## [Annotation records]
☆ ☆ ☆ ☆

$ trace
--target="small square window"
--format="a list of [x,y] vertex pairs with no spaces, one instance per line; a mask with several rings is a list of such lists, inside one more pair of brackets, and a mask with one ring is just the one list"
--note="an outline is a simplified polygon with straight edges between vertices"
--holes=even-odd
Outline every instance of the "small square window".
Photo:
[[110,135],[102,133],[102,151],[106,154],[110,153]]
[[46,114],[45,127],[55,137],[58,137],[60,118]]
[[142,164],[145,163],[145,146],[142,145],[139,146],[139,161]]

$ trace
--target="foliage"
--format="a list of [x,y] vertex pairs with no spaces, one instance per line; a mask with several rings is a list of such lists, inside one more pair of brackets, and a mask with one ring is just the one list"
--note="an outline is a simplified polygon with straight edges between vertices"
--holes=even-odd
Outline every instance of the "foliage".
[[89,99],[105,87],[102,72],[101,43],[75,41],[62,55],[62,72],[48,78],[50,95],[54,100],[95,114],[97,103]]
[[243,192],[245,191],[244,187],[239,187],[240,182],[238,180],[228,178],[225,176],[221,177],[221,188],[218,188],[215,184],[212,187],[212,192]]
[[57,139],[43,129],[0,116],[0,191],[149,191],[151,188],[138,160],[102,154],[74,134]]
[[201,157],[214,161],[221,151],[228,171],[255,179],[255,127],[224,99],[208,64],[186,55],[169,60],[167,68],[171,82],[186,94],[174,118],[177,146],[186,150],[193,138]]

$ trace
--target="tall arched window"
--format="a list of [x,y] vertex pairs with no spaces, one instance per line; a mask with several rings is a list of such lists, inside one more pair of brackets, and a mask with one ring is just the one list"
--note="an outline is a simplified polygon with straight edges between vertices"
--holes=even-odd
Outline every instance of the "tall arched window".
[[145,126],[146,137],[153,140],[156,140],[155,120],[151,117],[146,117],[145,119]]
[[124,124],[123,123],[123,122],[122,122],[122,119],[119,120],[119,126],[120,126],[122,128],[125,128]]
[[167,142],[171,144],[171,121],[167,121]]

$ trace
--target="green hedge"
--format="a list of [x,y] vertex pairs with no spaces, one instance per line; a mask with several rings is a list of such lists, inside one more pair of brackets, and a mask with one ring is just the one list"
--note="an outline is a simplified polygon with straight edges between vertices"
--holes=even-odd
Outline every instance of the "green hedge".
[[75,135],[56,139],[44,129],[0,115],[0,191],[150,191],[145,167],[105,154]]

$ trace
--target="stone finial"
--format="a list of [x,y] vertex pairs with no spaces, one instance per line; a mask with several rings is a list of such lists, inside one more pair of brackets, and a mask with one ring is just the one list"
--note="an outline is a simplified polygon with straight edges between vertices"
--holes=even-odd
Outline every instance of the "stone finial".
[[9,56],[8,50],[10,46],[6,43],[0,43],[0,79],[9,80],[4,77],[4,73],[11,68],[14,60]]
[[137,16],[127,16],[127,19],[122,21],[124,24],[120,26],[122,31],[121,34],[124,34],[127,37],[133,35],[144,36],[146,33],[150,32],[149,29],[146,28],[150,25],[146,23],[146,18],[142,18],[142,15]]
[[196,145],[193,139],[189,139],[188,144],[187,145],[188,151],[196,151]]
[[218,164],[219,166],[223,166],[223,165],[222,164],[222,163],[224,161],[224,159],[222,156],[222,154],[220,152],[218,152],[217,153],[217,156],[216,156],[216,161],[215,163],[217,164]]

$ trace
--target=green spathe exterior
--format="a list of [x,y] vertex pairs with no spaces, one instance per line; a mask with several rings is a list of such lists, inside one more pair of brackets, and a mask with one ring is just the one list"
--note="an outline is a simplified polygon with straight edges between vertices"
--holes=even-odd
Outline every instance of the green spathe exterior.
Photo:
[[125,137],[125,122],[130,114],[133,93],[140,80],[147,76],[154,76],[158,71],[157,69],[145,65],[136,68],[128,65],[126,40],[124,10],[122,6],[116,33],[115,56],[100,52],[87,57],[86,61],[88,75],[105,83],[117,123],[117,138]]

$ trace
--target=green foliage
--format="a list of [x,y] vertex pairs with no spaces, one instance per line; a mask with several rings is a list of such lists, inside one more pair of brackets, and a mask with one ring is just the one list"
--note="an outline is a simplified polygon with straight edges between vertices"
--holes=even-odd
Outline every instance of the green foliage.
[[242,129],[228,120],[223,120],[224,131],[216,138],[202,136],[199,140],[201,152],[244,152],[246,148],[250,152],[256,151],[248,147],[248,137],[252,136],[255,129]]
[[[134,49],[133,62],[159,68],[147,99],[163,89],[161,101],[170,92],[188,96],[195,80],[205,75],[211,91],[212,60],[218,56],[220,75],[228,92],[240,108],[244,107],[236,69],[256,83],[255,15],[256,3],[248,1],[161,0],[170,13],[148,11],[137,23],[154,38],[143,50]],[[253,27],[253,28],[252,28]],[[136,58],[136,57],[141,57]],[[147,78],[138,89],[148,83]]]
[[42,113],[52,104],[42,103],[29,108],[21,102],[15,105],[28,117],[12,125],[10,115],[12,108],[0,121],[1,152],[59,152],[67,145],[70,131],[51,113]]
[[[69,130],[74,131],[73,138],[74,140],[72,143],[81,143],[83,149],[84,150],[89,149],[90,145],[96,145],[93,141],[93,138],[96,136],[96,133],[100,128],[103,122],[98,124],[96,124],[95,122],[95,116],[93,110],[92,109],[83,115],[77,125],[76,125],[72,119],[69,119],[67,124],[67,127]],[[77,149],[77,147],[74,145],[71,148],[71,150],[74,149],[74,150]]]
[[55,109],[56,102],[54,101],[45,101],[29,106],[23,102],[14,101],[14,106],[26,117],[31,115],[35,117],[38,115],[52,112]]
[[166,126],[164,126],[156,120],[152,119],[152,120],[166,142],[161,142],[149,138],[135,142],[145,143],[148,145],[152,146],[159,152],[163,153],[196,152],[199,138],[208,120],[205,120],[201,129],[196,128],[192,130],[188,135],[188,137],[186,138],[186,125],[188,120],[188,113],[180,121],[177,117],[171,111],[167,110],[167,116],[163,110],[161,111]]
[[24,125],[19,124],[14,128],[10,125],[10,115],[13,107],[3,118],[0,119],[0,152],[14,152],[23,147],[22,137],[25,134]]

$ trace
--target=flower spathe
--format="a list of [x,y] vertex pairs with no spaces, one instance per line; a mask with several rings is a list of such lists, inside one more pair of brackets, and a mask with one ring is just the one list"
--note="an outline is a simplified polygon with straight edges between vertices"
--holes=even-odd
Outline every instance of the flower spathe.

☆ ☆ ☆ ☆

Please copy all of the records above line for line, changing nothing.

## [OUTPUT BELOW]
$ trace
--target="small square window"
--format="a list of [x,y] vertex pairs with no spaces, one instance per line; a mask with several rings is a list of such lists, inside one more pair of brackets, and a mask with one ring is just the one list"
--note="an outline is a simplified polygon with straight edges between vertices"
--holes=even-odd
Outline every instance of the "small square window".
Photo:
[[110,135],[102,133],[102,151],[106,154],[110,153]]
[[46,114],[45,127],[55,137],[58,137],[60,118]]
[[142,164],[145,163],[145,146],[142,145],[139,146],[139,161]]

$ trace
--target="foliage"
--format="a list of [x,y] vertex pairs with no spaces, one instance per line; a mask with several rings is a list of such lists, inside one more pair of brackets, and a mask with one ring is just the one list"
--note="an outline is a simplified polygon with straight edges between vertices"
--holes=even-odd
Outline every instance of the "foliage".
[[89,99],[105,87],[102,72],[101,43],[75,41],[62,55],[62,72],[48,78],[50,95],[54,100],[95,114],[97,103]]
[[243,192],[245,191],[244,187],[239,187],[240,182],[238,180],[228,178],[225,176],[221,177],[221,188],[218,188],[215,184],[212,187],[212,192]]
[[57,139],[43,129],[0,116],[0,191],[149,191],[151,188],[138,160],[102,154],[74,134]]
[[201,157],[214,161],[221,151],[228,171],[255,179],[255,127],[224,99],[208,64],[186,55],[169,60],[167,68],[171,82],[186,94],[174,118],[177,146],[186,150],[193,138]]

$ trace
--target="tall arched window"
--format="a list of [x,y] vertex pairs with no spaces, one instance per line; a mask with several rings is a list of such lists, inside one more pair of brackets, and a mask with one ring is just the one list"
--note="an outline is a simplified polygon with straight edges between vertices"
--holes=even-odd
Outline every instance of the "tall arched window".
[[145,126],[146,137],[153,140],[156,140],[155,120],[151,117],[146,117],[145,119]]
[[124,124],[123,123],[123,122],[122,122],[122,119],[119,120],[119,126],[120,126],[122,128],[125,128]]
[[167,142],[171,144],[171,121],[167,121]]

$ trace
--target="green hedge"
--format="a list of [x,y] vertex pairs with no spaces, one instance per line; a mask with several rings is a list of such lists, inside one more pair of brackets, and a mask with one ring is just the one list"
--note="an outline is a simplified polygon with straight edges between vertices"
--holes=even-odd
Outline every instance of the "green hedge".
[[75,135],[56,139],[44,129],[0,115],[0,191],[150,191],[145,167],[105,154]]

$ trace
--target="stone finial"
--format="a list of [x,y] vertex pairs with no spaces, one instance per line; a mask with several rings is a list of such lists, inside one more pair of brackets, and a mask with one ring is just the one list"
--note="an outline is a simplified polygon with straight edges between vertices"
--holes=even-odd
Outline every instance of the "stone finial".
[[9,56],[8,50],[10,46],[6,43],[0,43],[0,79],[9,80],[4,77],[4,73],[11,68],[14,60]]
[[137,16],[127,16],[127,19],[122,21],[124,24],[120,26],[122,31],[121,34],[124,34],[127,37],[133,35],[144,36],[146,33],[150,32],[149,29],[146,28],[150,25],[146,23],[146,18],[142,18],[142,15]]
[[196,145],[193,139],[189,139],[188,144],[187,145],[188,151],[196,151]]
[[218,164],[219,166],[223,166],[223,165],[222,164],[222,163],[224,161],[224,159],[222,156],[222,154],[220,152],[218,152],[217,153],[217,156],[216,156],[216,161],[215,163],[217,164]]

$ trace
--target=green spathe exterior
--format="a list of [x,y] vertex pairs with no spaces, one instance per line; a mask with several rings is a list of such lists, inside one more pair of brackets, and a mask with one ring is just the one list"
--note="an outline is a simplified polygon with straight edges between vertices"
--holes=even-odd
Outline every instance of the green spathe exterior.
Photo:
[[125,137],[125,122],[130,114],[133,93],[140,80],[147,76],[154,76],[158,71],[157,69],[145,65],[136,68],[128,65],[126,40],[124,10],[122,6],[116,33],[115,56],[100,52],[87,57],[86,61],[88,75],[105,83],[117,123],[117,138]]

$ trace
--target=green foliage
--format="a list of [x,y] vertex pairs with no spaces, one instance per line; a mask with several rings is a list of such lists, inside one more pair of brackets, and a mask with one ring is just the one list"
--note="an outline is a simplified polygon with straight edges between vertices"
--holes=even-odd
Outline every instance of the green foliage.
[[242,129],[228,120],[223,120],[224,131],[216,138],[202,136],[199,140],[201,152],[244,152],[246,148],[250,152],[256,151],[248,147],[248,137],[252,136],[255,129]]
[[[134,49],[133,62],[159,68],[147,99],[163,89],[161,101],[170,92],[188,96],[195,80],[205,75],[211,91],[212,60],[218,56],[220,75],[228,92],[240,108],[244,107],[236,69],[256,83],[255,15],[256,3],[248,1],[161,0],[170,13],[148,11],[137,23],[154,38],[143,50]],[[253,27],[253,28],[252,28]],[[136,58],[136,57],[141,57]],[[147,78],[138,89],[148,83]]]
[[42,113],[52,104],[42,103],[29,108],[21,102],[15,105],[28,117],[12,125],[10,115],[12,108],[0,121],[1,152],[59,152],[67,145],[70,131],[51,113]]
[[[69,130],[74,131],[73,138],[74,140],[72,143],[81,143],[83,149],[84,150],[89,149],[90,145],[96,145],[93,141],[93,138],[96,136],[96,133],[100,128],[103,122],[98,124],[96,124],[95,122],[95,116],[93,110],[92,109],[83,115],[77,125],[76,125],[72,119],[69,119],[67,124],[67,127]],[[77,149],[77,147],[74,145],[71,148],[71,150],[74,149],[74,150]]]
[[55,109],[56,102],[54,101],[45,101],[29,106],[23,102],[14,101],[14,106],[26,117],[31,115],[35,117],[38,115],[52,112]]
[[166,126],[164,126],[156,120],[152,119],[152,120],[166,142],[161,142],[149,138],[135,142],[145,143],[148,145],[152,146],[159,152],[163,153],[196,152],[199,138],[208,120],[205,120],[201,129],[196,128],[192,130],[188,135],[188,137],[186,138],[186,125],[188,120],[188,113],[180,121],[177,117],[171,111],[167,110],[167,116],[163,110],[161,111]]
[[24,125],[19,124],[14,128],[10,125],[10,115],[13,107],[3,118],[0,119],[0,152],[14,152],[23,147],[22,137],[25,134]]

$ trace
--target=flower spathe
--format="a list of [x,y] vertex pairs with no spaces, one instance per line; a mask with several rings is a list of such lists, inside one more pair of brackets, and a mask with one ring is just the one list"
--note="an outline is a simplified polygon with straight edges between vertices"
--holes=even-odd
Outline every instance of the flower spathe.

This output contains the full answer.